• **STATED TASK**
Can you recast the data below as a two-column CSV with the columns "input" and "output"? Each row should hold the text and its answer, each in one quoted field with line breaks turned into spaces.

═════ LISTED RECORDS ═════

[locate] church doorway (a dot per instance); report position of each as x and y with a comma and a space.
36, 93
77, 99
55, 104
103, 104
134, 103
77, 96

═════

• **RIGHT ANSWER**
input,output
"[locate] church doorway (a dot per instance); report position of each as x and y with a comma and a space.","36, 93 77, 99 55, 104 103, 104 134, 103 77, 96"